## [WRITTEN TASK]
Copy the records below back word for word, keeping every character and line unchanged.

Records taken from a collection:
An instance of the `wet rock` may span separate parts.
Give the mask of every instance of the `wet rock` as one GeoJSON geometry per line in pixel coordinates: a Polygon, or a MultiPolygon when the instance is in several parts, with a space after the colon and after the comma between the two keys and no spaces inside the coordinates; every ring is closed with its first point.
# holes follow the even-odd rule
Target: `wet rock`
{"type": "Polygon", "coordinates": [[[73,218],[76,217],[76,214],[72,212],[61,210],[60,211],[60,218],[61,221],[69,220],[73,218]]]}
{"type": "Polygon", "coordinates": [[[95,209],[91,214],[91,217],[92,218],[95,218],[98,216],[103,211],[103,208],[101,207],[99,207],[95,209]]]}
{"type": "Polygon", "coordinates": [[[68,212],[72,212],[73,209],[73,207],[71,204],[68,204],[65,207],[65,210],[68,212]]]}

## [SOLUTION BELOW]
An instance of the `wet rock` may span separate parts.
Give the mask of every instance of the `wet rock` as one GeoJSON geometry per line in pixel coordinates: a Polygon, or a MultiPolygon when the instance is in several parts, with a space after the colon and after the comma between the two keys and no spaces inside the coordinates; every ring is closed with its first point.
# holes follow the even-odd rule
Target: `wet rock`
{"type": "Polygon", "coordinates": [[[73,218],[76,217],[76,214],[72,212],[61,210],[60,211],[60,218],[61,221],[69,220],[73,218]]]}
{"type": "Polygon", "coordinates": [[[95,209],[91,214],[91,217],[92,218],[95,218],[98,216],[103,211],[103,208],[101,207],[99,207],[95,209]]]}
{"type": "Polygon", "coordinates": [[[68,212],[72,212],[73,209],[73,207],[71,204],[68,204],[65,207],[65,210],[68,212]]]}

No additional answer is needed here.